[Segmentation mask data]
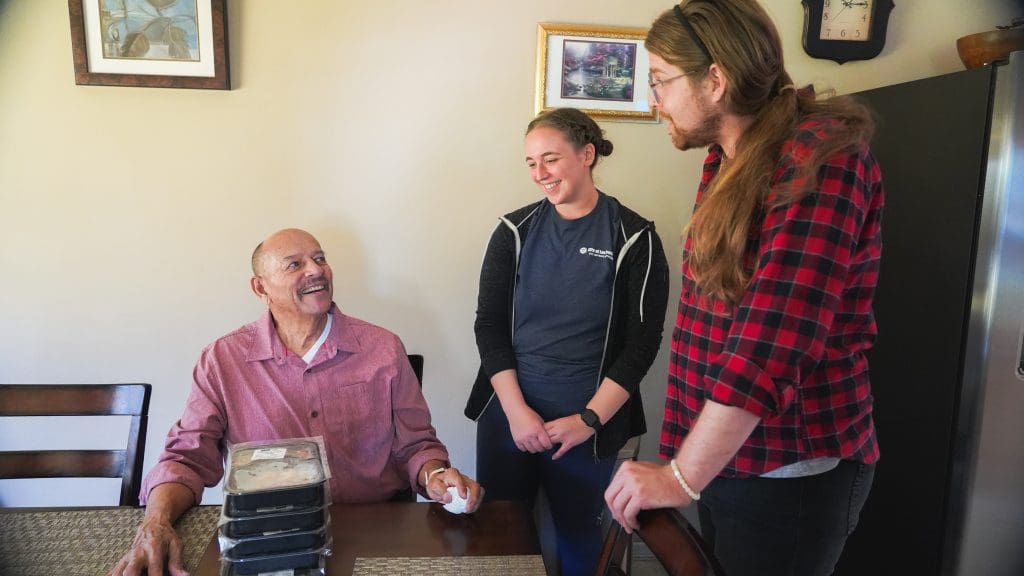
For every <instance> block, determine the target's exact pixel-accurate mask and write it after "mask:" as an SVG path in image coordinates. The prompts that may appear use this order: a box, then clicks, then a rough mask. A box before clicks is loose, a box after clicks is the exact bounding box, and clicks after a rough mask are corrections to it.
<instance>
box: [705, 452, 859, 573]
mask: <svg viewBox="0 0 1024 576" xmlns="http://www.w3.org/2000/svg"><path fill="white" fill-rule="evenodd" d="M873 478H874V464H861V463H859V462H853V461H850V460H842V461H840V463H839V465H838V466H837V467H836V468H834V469H831V470H829V471H827V472H825V474H821V475H815V476H809V477H805V478H792V479H772V478H759V477H755V478H748V479H742V480H736V479H727V478H717V479H715V480H714V481H712V483H711V484H710V485H709V486H708V487H706V488H705V489H703V491H702V493H701V495H700V502H699V515H700V532H701V534H702V535H703V537H705V539H706V540H708V542H709V543H710V544H711V545H712V547H713V549H714V550H715V557H716V558H717V559H718V561H719V563H720V564H721V565H722V570H723V571H724V572H725V573H726V574H727V575H728V576H828V575H830V574H831V573H833V570H835V568H836V564H837V563H838V562H839V558H840V554H841V553H843V546H844V545H845V544H846V538H847V536H849V535H850V534H852V533H853V529H854V528H856V527H857V520H858V518H859V517H860V509H861V508H862V507H863V506H864V502H865V501H866V500H867V493H868V492H869V491H870V489H871V481H872V479H873Z"/></svg>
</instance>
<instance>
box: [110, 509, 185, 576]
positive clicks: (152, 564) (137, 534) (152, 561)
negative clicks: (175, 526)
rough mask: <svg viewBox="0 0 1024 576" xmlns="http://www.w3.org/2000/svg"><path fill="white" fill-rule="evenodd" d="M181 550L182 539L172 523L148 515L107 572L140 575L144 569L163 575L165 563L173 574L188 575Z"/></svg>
mask: <svg viewBox="0 0 1024 576" xmlns="http://www.w3.org/2000/svg"><path fill="white" fill-rule="evenodd" d="M181 552H182V546H181V540H179V539H178V535H177V533H176V532H174V527H173V526H171V525H170V524H168V523H167V522H166V521H163V520H161V519H156V518H154V519H148V518H147V519H146V520H145V521H143V522H142V525H141V526H139V527H138V531H136V532H135V541H134V542H132V545H131V549H129V550H128V552H126V553H125V556H124V558H122V559H121V560H120V561H119V562H118V563H117V564H116V565H115V566H114V568H113V569H112V570H111V573H110V576H139V575H140V574H142V572H143V571H146V572H147V573H148V574H152V575H162V574H164V567H165V566H166V567H167V570H168V572H169V573H170V574H171V575H172V576H188V573H187V572H185V568H184V566H183V565H182V563H181V559H182V556H181Z"/></svg>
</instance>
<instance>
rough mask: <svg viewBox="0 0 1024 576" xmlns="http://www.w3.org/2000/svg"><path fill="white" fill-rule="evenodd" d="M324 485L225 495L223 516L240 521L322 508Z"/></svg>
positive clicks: (318, 484) (323, 497) (323, 499)
mask: <svg viewBox="0 0 1024 576" xmlns="http://www.w3.org/2000/svg"><path fill="white" fill-rule="evenodd" d="M325 484H326V483H323V482H322V483H321V484H318V485H316V486H306V487H302V488H289V489H286V490H272V491H267V492H253V493H249V494H225V495H224V516H226V517H228V518H231V519H241V518H249V517H255V516H257V515H275V513H280V512H289V511H293V512H300V511H310V510H314V509H316V508H322V507H324V502H325V494H326V490H327V487H326V486H325Z"/></svg>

### DESCRIPTION OF THE TASK:
Give back every line above word for word, leaving out the pictures.

### TASK RESPONSE:
For every <instance> block, determine the target's exact pixel-accurate mask and write it after "mask:" as an SVG path in image coordinates. The prompts that may appear use this order: a box, then clicks, then a rough mask. A box before clicks is loose, a box after clicks is the exact bounding box, and clicks after a rough mask are corrections to it.
<instance>
box: [705, 452, 859, 573]
mask: <svg viewBox="0 0 1024 576" xmlns="http://www.w3.org/2000/svg"><path fill="white" fill-rule="evenodd" d="M873 478H874V464H861V463H859V462H853V461H850V460H842V461H840V463H839V465H838V466H837V467H836V468H834V469H831V470H829V471H827V472H825V474H821V475H815V476H809V477H805V478H792V479H772V478H759V477H755V478H748V479H742V480H736V479H727V478H717V479H715V480H714V481H712V483H711V484H710V485H709V486H708V487H706V488H705V489H703V491H702V493H701V495H700V502H699V515H700V532H701V534H702V535H703V537H705V539H706V540H708V542H709V543H710V544H711V545H712V547H713V549H714V550H715V557H716V558H717V559H718V561H719V563H720V564H721V565H722V570H723V571H724V572H725V573H726V574H727V575H728V576H828V575H830V574H831V573H833V570H835V568H836V564H837V563H838V562H839V558H840V554H841V553H843V546H844V545H845V544H846V538H847V536H849V535H850V534H852V533H853V529H854V528H856V527H857V520H858V518H859V517H860V509H861V508H862V507H863V506H864V502H865V501H866V500H867V493H868V492H869V491H870V489H871V481H872V479H873Z"/></svg>
</instance>
<instance>
box: [110, 509, 185, 576]
positive clicks: (152, 564) (137, 534) (152, 561)
negative clicks: (175, 526)
rough mask: <svg viewBox="0 0 1024 576" xmlns="http://www.w3.org/2000/svg"><path fill="white" fill-rule="evenodd" d="M181 550L182 539L172 523L148 515L107 572L140 575L144 569L163 575L165 563L173 574L188 575Z"/></svg>
mask: <svg viewBox="0 0 1024 576" xmlns="http://www.w3.org/2000/svg"><path fill="white" fill-rule="evenodd" d="M181 552H182V546H181V540H179V539H178V535H177V533H176V532H174V527H173V526H171V525H170V524H168V523H167V522H166V521H163V520H161V519H156V518H154V519H148V518H147V519H146V520H145V521H143V522H142V525H141V526H139V527H138V531H136V532H135V541H134V542H132V545H131V549H129V550H128V552H126V553H125V556H124V558H122V559H121V560H120V561H119V562H118V563H117V564H116V565H115V566H114V568H113V569H112V570H111V573H110V576H139V575H140V574H142V572H143V571H146V572H147V573H148V574H152V575H162V574H164V567H165V566H166V567H167V570H168V572H169V573H170V574H171V575H172V576H188V573H187V572H185V568H184V566H183V565H182V563H181V559H182V556H181Z"/></svg>
</instance>
<instance>
rough mask: <svg viewBox="0 0 1024 576" xmlns="http://www.w3.org/2000/svg"><path fill="white" fill-rule="evenodd" d="M324 485L225 495L223 516L240 521L322 508Z"/></svg>
positive clicks: (318, 484) (323, 497) (323, 499)
mask: <svg viewBox="0 0 1024 576" xmlns="http://www.w3.org/2000/svg"><path fill="white" fill-rule="evenodd" d="M325 484H326V483H323V482H322V483H321V484H318V485H316V486H306V487H302V488H289V489H286V490H272V491H267V492H253V493H249V494H225V495H224V516H226V517H228V518H231V519H241V518H249V517H255V516H257V515H275V513H280V512H289V511H293V512H300V511H310V510H314V509H316V508H322V507H324V502H325V494H326V490H327V487H326V486H325Z"/></svg>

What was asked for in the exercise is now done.